WORK TASK. Return every record verbatim, omitting all pictures.

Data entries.
=======
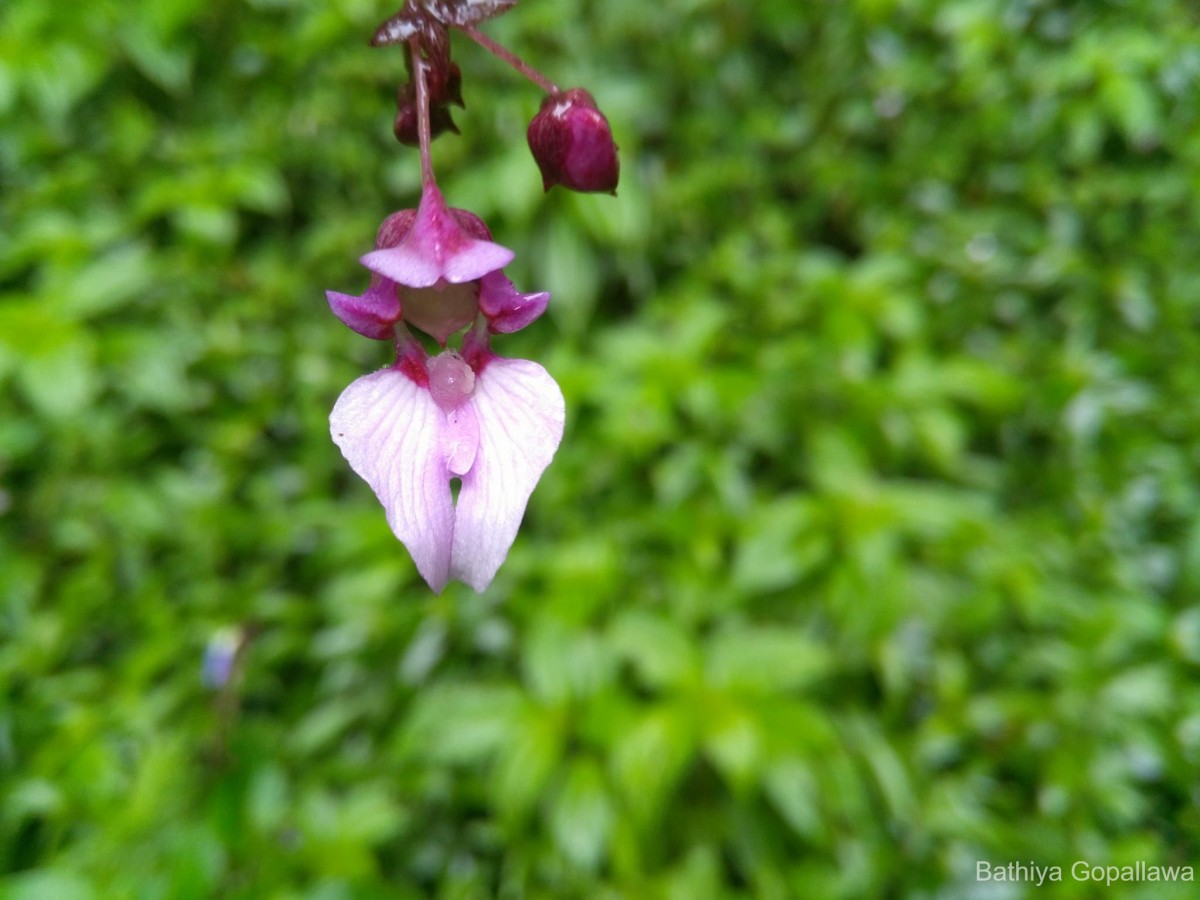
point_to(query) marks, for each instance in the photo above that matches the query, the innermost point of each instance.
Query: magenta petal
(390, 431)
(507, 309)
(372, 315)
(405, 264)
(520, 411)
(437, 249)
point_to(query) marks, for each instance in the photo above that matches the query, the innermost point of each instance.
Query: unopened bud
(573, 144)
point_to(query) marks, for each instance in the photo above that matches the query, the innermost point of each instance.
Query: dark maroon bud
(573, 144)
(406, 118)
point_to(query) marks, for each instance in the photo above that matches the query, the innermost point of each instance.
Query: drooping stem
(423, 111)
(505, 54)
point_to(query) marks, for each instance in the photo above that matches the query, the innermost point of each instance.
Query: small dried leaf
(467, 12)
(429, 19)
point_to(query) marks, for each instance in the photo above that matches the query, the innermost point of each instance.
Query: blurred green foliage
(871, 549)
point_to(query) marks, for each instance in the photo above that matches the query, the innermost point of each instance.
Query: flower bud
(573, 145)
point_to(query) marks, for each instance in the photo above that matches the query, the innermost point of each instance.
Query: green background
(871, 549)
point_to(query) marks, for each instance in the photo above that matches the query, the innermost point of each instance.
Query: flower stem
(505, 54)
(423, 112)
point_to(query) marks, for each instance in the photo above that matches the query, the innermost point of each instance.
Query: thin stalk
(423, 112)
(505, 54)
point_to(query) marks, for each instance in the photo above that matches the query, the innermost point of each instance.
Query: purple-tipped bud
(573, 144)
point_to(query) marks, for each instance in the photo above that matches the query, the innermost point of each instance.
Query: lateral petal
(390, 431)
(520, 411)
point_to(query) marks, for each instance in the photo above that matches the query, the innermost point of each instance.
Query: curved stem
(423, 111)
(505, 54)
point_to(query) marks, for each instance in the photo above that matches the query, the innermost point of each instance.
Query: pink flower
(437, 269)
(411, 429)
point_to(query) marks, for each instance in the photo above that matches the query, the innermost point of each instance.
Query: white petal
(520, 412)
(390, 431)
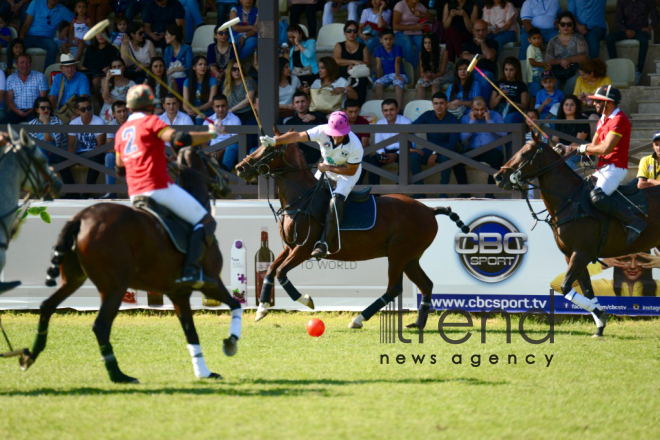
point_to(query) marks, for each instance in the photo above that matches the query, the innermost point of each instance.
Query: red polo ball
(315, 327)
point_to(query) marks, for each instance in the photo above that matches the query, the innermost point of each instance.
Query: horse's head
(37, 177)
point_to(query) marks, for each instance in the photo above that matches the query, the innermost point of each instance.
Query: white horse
=======
SOLUTION FOR THIS PROBLEM.
point_to(query) marks, for each instance in the photo above that matches the query, the innermost point of each instance.
Query: magenta petal
(390, 431)
(507, 309)
(372, 315)
(405, 264)
(520, 411)
(437, 249)
point_to(query) marks, for each instance in the photo above that matches the query, the innermost point of each instance.
Query: unopened bud
(573, 144)
point_to(query) marks, for each instance in the photo above that matches the query, the innermost point of each instance.
Query: dark maroon bud
(573, 144)
(406, 118)
point_to(query) marks, for each instance in the photo above that matches the query, the innermost point of each instance.
Query: drooping stem
(423, 111)
(505, 54)
point_to(query) marks, for each instance in the photo above that matches the query, the innermost point of each instance.
Query: small dried leaf
(467, 12)
(429, 19)
point_to(query) marks, for each instance in the photo above that matches the query, the innermost point of each instance.
Query: blurred green foliage
(871, 549)
point_to(query) marks, for each instance in the photo above that matches the query, the innermost point of each instance.
Query: flower bud
(573, 145)
point_to(query) marks, for each instance in the photo above that matches the query, the innermost point of each instance.
Query: green background
(871, 549)
point_to(query) marks, for each instance in the photo above that matches the query, the innermost point of each instance.
Query: flower stem
(505, 54)
(423, 112)
point_to(query) marks, for each instance in the photo above that matches the query, the innermost point of each instance.
Query: thin stalk
(423, 112)
(505, 54)
point_to(query) marks, for each instance in the photo above that matches the query, the innermost point of each instance.
Query: purple-tipped bud
(573, 144)
point_to(query) marks, for each instance in the photo above that matches the query, the innermost point of each instance.
Query: lateral petal
(390, 431)
(520, 411)
point_to(query) marks, for each instance in the photo above that matches the query, the innermost point of each instance.
Query: curved stem
(423, 111)
(505, 54)
point_to(query) marks, for each instance in the photo above that matches the query, the innermost point of each instance.
Query: pink flower
(437, 269)
(411, 429)
point_to(query) marks, for each instance in the photo above that matches the query, the innermost point of each instance.
Query: white petal
(520, 412)
(390, 431)
point_to(query) marks, for each instance in the photo above that matches the query, the innermost point of each instance.
Query: red polo ball
(315, 327)
point_to(query) marks, for each instance in the photo above that matches the query, the innermost point of each instance.
Query: horse's head
(37, 177)
point_to(query) marks, for each instance in the photo above that matches the query, the innermost point of each instance.
Query: white horse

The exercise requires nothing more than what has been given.